• Dataset extract

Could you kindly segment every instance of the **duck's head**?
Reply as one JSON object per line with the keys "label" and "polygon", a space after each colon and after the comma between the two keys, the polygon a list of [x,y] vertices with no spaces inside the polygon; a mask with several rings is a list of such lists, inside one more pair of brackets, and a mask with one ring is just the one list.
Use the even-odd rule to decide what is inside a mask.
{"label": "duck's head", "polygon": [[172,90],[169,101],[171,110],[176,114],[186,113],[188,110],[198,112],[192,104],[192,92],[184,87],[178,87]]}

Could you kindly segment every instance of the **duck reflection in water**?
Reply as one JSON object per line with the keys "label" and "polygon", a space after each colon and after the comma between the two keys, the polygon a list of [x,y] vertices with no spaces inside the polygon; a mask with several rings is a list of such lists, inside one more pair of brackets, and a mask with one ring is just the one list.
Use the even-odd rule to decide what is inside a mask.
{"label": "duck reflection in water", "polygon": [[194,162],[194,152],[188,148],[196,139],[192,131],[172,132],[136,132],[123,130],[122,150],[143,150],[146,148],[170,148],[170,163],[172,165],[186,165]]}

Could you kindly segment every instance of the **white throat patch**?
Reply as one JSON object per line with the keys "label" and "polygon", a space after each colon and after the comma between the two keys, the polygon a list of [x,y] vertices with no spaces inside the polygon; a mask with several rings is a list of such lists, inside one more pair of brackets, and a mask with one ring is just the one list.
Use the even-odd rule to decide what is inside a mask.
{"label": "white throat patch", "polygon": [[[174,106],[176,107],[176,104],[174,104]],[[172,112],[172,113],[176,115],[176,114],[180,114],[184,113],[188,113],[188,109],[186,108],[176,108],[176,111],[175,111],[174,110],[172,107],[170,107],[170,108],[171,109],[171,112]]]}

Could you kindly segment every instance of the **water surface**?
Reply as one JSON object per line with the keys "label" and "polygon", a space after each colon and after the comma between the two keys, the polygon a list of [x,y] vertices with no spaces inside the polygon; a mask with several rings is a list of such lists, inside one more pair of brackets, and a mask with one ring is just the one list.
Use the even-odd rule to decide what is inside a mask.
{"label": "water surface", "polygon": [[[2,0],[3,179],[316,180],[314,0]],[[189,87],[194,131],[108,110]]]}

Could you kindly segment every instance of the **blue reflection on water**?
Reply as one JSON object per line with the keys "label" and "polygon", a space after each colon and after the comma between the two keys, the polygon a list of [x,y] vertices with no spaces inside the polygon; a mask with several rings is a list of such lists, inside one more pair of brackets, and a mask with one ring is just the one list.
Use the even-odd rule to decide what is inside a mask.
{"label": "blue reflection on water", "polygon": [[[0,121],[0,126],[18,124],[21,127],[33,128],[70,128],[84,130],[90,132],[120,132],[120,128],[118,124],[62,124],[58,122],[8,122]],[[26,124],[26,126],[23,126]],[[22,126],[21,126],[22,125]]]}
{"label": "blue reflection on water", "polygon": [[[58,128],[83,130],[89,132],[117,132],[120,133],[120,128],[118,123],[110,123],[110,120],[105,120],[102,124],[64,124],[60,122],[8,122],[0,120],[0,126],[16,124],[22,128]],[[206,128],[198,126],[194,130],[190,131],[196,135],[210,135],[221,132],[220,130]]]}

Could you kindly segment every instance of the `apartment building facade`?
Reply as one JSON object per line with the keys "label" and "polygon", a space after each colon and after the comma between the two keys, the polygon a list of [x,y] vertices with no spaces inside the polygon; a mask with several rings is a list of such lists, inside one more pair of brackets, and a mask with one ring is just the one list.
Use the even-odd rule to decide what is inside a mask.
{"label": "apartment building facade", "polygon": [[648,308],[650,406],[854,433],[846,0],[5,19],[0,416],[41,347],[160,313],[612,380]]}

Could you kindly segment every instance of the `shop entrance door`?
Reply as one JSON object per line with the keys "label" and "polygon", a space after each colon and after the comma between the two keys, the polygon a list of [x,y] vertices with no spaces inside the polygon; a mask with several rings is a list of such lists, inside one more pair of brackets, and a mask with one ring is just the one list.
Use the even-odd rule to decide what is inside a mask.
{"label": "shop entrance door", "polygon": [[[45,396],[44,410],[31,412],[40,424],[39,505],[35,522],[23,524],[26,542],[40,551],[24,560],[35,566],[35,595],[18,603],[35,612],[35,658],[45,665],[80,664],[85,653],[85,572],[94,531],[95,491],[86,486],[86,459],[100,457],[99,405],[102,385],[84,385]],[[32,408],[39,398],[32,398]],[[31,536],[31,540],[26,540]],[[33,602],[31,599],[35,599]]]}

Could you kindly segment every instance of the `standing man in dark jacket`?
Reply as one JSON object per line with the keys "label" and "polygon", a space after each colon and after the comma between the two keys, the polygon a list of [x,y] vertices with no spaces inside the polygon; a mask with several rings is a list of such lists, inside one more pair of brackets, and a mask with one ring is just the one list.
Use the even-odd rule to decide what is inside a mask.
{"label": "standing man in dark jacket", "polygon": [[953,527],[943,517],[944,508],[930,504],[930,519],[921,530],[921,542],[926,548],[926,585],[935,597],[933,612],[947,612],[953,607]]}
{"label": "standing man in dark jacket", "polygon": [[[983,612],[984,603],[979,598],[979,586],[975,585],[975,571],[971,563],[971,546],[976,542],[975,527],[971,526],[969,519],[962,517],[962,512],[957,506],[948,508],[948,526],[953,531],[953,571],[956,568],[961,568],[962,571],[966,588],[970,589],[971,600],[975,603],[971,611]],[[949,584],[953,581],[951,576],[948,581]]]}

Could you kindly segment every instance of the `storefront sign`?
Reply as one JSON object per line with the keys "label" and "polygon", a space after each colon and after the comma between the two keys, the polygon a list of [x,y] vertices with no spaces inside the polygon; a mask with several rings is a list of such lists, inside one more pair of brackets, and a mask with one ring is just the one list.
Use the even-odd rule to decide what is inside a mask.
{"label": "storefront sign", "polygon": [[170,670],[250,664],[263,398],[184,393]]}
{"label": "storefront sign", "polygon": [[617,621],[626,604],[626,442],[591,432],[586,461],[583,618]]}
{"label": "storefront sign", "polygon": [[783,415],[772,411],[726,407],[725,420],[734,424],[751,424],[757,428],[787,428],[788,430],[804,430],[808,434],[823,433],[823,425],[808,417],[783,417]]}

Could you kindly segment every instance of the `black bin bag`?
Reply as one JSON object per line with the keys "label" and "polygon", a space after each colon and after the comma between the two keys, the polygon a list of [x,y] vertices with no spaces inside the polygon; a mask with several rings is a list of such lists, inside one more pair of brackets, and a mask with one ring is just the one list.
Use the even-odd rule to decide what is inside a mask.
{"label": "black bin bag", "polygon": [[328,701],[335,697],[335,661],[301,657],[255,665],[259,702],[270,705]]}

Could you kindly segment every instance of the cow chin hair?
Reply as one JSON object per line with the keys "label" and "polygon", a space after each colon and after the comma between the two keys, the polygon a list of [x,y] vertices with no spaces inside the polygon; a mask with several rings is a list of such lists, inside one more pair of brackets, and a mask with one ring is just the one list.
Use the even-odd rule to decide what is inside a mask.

• Task description
Copy out every line of the data above without changing anything.

• Exercise response
Could you kindly segment every instance of the **duck's head**?
Reply as one JSON object per line with the keys "label" and "polygon", a space after each colon and after the comma between the two keys, the polygon a list of [x,y] vertices with no spaces inside the polygon; a mask with several rings is a list of such lists, inside one more pair of brackets, and a mask with one ring is just the one list.
Use the even-odd rule to decide what is inside a mask.
{"label": "duck's head", "polygon": [[172,90],[169,101],[171,110],[176,114],[186,113],[188,110],[198,112],[192,104],[192,92],[184,87],[178,87]]}

Could you kindly segment every instance of the **duck reflection in water**?
Reply as one JSON object per line with the keys "label" and "polygon", a space after each colon and after the comma between the two keys, the polygon a list of [x,y] vertices with no spaces inside the polygon; a mask with several rings is a list of such lists, inside one more pair of brackets, and a mask with one ring is just the one list.
Use the even-odd rule to decide what is inside a mask.
{"label": "duck reflection in water", "polygon": [[194,162],[194,152],[188,148],[196,139],[192,131],[172,132],[136,132],[123,130],[122,150],[143,150],[146,148],[170,148],[170,163],[172,165],[186,165]]}

Could you kindly segment every instance of the **white throat patch**?
Reply as one JSON object per line with the keys "label" and "polygon", a space after each colon and after the comma between the two keys, the polygon a list of [x,y] vertices with no spaces inside the polygon; a mask with several rings is a list of such lists, inside one more pair of brackets, and a mask with one ring is just the one list.
Use the even-odd rule to decide what is inside a mask.
{"label": "white throat patch", "polygon": [[[174,106],[176,107],[176,104],[174,104]],[[172,112],[172,113],[176,115],[176,114],[180,114],[184,113],[188,113],[188,109],[186,108],[176,108],[176,111],[175,111],[174,110],[172,107],[170,107],[170,108],[171,109],[171,112]]]}

Could you kindly segment every instance of the **water surface**?
Reply as one JSON object per line with the keys "label" and "polygon", a space after each colon and after the comma between the two keys, the polygon a list of [x,y] vertices with no spaces inside the polygon; a mask with several rings is a list of such lists, inside one more pair of brackets, and a mask with one ring is just the one list.
Use the even-odd rule to decide what is inside a mask.
{"label": "water surface", "polygon": [[[2,0],[3,179],[316,180],[314,0]],[[189,87],[194,131],[108,110]]]}

Could you kindly segment every instance of the **blue reflection on water**?
Reply as one JSON object per line with the keys "label" and "polygon", a space after each colon and after the comma between the two keys, the polygon a list of [x,y] vertices with no spaces inside the polygon; a mask with several rings is a list of such lists, inside one more pair of brackets, and a mask with one ring is just the one list.
Use the even-odd rule to decide what is inside a mask.
{"label": "blue reflection on water", "polygon": [[[0,121],[0,126],[18,124],[21,127],[33,128],[70,128],[84,130],[90,132],[120,132],[120,128],[118,124],[62,124],[58,122],[8,122]],[[26,124],[26,126],[23,126]],[[22,126],[21,126],[22,125]]]}
{"label": "blue reflection on water", "polygon": [[[58,128],[83,130],[89,132],[117,132],[120,133],[120,128],[118,123],[110,123],[110,120],[105,120],[102,124],[64,124],[60,122],[8,122],[0,120],[0,126],[16,124],[22,128]],[[206,128],[198,126],[194,130],[190,131],[196,135],[210,135],[221,132],[220,130]]]}

Could you kindly segment every instance of the `apartment building facade`?
Reply as one JSON object per line with the keys "label" and "polygon", a space after each colon and after the comma between the two keys, the polygon a list of [x,y] vertices with no spaces inside the polygon; a mask with several rings is a list of such lists, inside one more pair of brackets, and a mask with one ring is just the one list.
Use the even-odd rule to decide what is inside a mask.
{"label": "apartment building facade", "polygon": [[648,308],[650,406],[854,433],[846,0],[5,19],[0,416],[41,347],[160,313],[612,380]]}

Could you kindly segment every instance of the `shop entrance door`?
Reply as one JSON object per line with the keys "label" and "polygon", a space after each colon and after the comma between the two keys, the polygon a list of [x,y] vertices with no spaces inside the polygon; a mask with several rings is a list of such lists, inside one more pair of brackets, and a mask with one ring is just the one list.
Use the even-odd rule to decide what is inside a mask.
{"label": "shop entrance door", "polygon": [[[45,396],[44,410],[31,412],[40,424],[39,505],[35,522],[23,524],[26,542],[40,551],[24,560],[35,566],[35,595],[18,603],[35,612],[35,658],[45,665],[80,664],[85,653],[85,572],[94,531],[95,491],[86,486],[86,459],[100,457],[99,405],[102,385],[84,385]],[[32,408],[39,398],[32,398]],[[31,536],[31,540],[26,540]],[[33,602],[31,599],[35,599]]]}

Could you kindly segment every instance of the `standing man in dark jacket`?
Reply as one JSON object per line with the keys "label" and "polygon", a space after each colon and after the comma between the two keys, the polygon a list of [x,y] vertices with no spaces inside the polygon; a mask with several rings is a list of such lists, inside one more pair of brackets, and a mask with one ring is just the one list.
Use the even-odd rule to decide what is inside a mask.
{"label": "standing man in dark jacket", "polygon": [[953,527],[943,517],[944,508],[930,504],[930,519],[921,530],[921,542],[926,548],[926,585],[935,597],[933,612],[947,612],[953,607]]}
{"label": "standing man in dark jacket", "polygon": [[[983,612],[984,603],[979,598],[979,586],[975,585],[975,571],[971,563],[971,546],[976,542],[975,527],[971,526],[969,519],[962,517],[962,512],[957,506],[948,508],[948,526],[953,531],[953,571],[956,568],[961,568],[962,571],[966,588],[970,589],[971,600],[975,603],[971,611]],[[949,584],[953,581],[951,576],[948,581]]]}

Could you kindly segment every instance of the `storefront sign`?
Reply as one JSON object per line with the keys "label" and "polygon", a space after each colon and after the comma between the two keys, the polygon a list of [x,y] vertices with no spaces inside the polygon; a mask with several rings is a list of such lists, inside one more pair of brackets, and a mask with one ring is just the one list.
Use the even-odd rule to decide what is inside a mask.
{"label": "storefront sign", "polygon": [[170,670],[250,664],[263,398],[184,393]]}
{"label": "storefront sign", "polygon": [[617,621],[626,604],[626,442],[591,432],[586,461],[583,618]]}
{"label": "storefront sign", "polygon": [[783,415],[772,411],[726,407],[725,420],[734,424],[751,424],[757,428],[787,428],[788,430],[804,430],[808,434],[823,433],[823,425],[808,417],[783,417]]}

Could you kindly segment every instance of the `black bin bag`?
Reply as one JSON object per line with the keys "label" and "polygon", a space after each colon and after the comma between the two keys, the polygon a list of [x,y] vertices with no spaces inside the polygon; a mask with several rings is a list of such lists, inside one more pair of brackets, and a mask with one ring is just the one list.
Use the even-odd rule to decide what is inside a mask.
{"label": "black bin bag", "polygon": [[328,701],[335,697],[335,661],[301,657],[255,665],[259,702],[270,705]]}

Could you kindly segment every instance of the cow chin hair?
Reply as one JSON object per line with the keys "label" and "polygon", a space after each colon and after the comma between the two keys, the polygon a list of [x,y] vertices with no spaces inside the polygon; a mask with several rings is a list of such lists, inside one more pair of brackets, and a mask with one ring is just the one list.
Use the even-odd rule to decide what is inside a mask.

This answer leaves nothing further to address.